Given entries:
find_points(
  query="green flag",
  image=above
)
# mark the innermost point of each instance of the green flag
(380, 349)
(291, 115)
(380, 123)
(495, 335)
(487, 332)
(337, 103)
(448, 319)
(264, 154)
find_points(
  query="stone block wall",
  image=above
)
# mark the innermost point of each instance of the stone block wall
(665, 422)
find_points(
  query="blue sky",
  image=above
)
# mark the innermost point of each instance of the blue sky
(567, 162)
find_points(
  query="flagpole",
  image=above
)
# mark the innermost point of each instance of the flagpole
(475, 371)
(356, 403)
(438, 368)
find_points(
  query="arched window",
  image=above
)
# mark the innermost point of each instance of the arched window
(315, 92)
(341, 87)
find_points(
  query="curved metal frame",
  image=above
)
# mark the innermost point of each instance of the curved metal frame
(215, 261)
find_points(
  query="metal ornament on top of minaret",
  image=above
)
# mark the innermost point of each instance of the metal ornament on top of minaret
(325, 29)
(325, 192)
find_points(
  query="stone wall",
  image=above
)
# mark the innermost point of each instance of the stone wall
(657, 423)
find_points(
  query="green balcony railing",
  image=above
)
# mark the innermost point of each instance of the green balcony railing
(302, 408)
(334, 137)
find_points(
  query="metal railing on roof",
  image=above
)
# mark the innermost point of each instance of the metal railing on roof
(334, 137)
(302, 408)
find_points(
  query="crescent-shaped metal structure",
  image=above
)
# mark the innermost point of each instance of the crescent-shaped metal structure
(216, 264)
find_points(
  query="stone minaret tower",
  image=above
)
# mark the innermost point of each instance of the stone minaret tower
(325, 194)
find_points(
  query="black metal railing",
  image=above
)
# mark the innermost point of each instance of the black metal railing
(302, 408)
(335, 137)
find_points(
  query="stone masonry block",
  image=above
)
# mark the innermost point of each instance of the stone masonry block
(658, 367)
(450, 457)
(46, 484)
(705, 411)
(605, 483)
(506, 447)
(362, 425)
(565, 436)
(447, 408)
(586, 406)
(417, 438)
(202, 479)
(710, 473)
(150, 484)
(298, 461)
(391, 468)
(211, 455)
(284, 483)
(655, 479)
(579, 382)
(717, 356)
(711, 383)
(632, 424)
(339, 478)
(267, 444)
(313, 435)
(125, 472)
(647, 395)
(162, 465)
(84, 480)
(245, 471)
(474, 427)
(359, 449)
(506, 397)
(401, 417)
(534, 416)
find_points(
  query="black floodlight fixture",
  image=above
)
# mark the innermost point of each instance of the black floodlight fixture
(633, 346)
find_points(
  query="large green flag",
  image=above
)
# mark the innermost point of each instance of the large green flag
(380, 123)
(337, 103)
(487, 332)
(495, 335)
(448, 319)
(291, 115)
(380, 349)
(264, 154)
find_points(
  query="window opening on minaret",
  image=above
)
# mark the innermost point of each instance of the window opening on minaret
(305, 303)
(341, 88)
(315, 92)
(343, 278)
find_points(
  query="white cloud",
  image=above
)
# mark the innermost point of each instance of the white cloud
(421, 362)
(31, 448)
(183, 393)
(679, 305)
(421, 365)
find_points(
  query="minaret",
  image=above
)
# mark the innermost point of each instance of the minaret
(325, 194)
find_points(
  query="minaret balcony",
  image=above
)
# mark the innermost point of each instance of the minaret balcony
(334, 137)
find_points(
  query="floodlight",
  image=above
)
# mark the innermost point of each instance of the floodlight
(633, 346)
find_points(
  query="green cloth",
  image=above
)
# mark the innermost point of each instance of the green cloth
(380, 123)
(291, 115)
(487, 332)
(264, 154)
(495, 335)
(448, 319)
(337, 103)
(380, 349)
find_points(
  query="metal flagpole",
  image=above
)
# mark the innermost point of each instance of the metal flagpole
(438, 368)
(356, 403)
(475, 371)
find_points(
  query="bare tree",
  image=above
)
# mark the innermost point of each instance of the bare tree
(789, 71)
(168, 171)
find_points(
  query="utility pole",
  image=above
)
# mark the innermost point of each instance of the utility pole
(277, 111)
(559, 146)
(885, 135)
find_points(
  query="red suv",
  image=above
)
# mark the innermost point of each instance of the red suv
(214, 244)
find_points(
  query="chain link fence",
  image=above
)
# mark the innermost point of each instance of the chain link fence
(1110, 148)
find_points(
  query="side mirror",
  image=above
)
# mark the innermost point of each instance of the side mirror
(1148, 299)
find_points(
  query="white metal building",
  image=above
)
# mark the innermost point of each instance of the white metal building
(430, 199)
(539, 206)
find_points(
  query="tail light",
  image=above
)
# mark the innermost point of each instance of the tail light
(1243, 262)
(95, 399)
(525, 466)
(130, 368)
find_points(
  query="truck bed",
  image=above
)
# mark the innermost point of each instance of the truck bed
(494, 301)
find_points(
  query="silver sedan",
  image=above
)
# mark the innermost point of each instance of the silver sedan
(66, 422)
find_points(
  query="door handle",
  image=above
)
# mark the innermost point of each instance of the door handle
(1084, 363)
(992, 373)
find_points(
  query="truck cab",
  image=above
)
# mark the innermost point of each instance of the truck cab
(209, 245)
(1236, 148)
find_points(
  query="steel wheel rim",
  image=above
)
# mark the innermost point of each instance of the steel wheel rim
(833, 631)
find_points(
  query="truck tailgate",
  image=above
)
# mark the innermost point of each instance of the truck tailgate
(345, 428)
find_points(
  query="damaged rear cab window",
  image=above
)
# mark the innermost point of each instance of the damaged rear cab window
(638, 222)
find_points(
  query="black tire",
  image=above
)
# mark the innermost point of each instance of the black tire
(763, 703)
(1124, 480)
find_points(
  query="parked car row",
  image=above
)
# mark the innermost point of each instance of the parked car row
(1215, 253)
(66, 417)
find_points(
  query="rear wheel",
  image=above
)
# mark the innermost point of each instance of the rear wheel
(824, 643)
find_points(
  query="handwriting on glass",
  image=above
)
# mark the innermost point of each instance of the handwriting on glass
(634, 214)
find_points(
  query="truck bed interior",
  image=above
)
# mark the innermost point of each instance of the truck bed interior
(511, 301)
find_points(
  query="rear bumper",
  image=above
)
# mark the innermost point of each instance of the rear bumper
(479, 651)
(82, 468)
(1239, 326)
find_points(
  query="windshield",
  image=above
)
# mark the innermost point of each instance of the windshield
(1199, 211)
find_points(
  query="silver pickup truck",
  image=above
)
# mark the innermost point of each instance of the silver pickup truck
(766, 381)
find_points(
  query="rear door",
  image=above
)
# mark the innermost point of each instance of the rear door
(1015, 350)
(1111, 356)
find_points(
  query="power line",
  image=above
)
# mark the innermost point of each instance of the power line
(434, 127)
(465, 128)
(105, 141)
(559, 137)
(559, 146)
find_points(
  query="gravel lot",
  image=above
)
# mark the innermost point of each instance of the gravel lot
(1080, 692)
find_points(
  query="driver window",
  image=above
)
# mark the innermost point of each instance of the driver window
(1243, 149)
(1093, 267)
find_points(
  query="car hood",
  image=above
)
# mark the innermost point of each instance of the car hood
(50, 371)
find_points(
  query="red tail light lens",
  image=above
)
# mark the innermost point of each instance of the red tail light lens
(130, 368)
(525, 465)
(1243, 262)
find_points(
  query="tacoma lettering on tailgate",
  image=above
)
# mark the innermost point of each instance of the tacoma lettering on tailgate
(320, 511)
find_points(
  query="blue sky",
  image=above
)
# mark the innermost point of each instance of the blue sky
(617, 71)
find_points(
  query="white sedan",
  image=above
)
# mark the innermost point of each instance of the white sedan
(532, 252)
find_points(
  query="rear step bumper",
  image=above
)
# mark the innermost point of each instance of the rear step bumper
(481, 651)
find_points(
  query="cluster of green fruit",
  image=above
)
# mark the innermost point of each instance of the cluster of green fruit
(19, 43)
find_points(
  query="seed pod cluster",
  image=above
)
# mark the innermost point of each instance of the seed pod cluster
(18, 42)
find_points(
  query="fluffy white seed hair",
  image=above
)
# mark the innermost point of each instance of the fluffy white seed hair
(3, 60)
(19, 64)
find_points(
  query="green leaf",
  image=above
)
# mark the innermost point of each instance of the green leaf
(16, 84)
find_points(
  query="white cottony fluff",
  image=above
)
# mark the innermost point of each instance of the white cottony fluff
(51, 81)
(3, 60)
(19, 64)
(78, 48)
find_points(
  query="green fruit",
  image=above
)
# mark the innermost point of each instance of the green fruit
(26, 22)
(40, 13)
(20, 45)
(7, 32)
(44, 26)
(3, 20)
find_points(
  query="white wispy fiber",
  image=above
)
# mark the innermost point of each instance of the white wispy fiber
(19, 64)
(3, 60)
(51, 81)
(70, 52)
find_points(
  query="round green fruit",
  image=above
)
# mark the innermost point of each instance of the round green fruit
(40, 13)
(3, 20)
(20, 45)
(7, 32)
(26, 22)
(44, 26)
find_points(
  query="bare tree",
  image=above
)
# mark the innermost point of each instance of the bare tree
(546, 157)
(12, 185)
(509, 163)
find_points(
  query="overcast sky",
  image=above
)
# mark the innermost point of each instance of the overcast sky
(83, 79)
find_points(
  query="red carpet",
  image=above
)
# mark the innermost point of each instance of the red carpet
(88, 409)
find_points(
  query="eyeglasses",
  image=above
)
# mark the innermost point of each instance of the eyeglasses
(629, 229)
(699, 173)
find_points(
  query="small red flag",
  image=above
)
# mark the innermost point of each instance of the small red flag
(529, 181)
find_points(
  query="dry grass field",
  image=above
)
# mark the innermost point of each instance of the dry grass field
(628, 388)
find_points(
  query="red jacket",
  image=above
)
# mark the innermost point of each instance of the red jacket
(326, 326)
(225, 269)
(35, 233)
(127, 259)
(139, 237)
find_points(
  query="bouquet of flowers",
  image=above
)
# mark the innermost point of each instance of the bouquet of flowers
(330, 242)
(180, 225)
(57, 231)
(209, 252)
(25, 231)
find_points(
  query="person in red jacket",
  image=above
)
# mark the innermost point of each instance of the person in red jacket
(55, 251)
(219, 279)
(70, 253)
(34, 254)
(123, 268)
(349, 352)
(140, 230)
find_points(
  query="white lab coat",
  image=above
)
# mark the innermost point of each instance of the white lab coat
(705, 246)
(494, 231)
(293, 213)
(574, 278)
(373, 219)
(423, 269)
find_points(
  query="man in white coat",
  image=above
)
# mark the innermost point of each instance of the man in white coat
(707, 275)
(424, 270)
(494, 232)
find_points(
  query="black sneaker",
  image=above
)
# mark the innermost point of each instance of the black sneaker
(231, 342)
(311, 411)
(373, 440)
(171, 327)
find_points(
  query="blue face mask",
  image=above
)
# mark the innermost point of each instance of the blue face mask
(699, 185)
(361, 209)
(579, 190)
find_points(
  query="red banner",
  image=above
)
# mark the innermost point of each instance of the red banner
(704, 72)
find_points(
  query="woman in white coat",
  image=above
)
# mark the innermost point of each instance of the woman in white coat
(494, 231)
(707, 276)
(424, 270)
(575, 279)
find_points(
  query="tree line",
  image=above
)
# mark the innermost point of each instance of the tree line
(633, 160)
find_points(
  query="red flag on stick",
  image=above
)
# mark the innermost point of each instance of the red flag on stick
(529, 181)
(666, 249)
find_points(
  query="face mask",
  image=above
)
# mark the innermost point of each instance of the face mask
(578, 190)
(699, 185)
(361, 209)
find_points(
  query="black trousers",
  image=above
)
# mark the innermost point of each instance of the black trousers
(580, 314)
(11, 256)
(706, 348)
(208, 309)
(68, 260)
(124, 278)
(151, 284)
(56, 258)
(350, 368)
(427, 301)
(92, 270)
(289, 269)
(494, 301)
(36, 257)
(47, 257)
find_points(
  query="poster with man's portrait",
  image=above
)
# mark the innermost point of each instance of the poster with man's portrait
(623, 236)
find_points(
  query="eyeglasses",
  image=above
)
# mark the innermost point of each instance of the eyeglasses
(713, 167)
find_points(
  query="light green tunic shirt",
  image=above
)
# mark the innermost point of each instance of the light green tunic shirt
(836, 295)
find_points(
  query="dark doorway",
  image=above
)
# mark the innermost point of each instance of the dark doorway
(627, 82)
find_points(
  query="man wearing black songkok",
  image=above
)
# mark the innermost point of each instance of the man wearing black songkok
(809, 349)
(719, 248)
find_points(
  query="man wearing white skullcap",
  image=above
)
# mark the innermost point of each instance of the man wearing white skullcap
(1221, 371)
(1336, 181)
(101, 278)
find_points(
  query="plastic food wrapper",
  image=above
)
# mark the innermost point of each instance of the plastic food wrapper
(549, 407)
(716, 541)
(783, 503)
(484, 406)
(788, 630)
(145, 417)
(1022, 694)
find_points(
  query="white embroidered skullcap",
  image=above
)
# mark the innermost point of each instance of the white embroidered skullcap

The problem:
Return each line of the records above that contains the string "tunic". Case matters.

Exercise response:
  query="light green tunic shirt",
# mark the innermost point of each instance of the light green tunic shirt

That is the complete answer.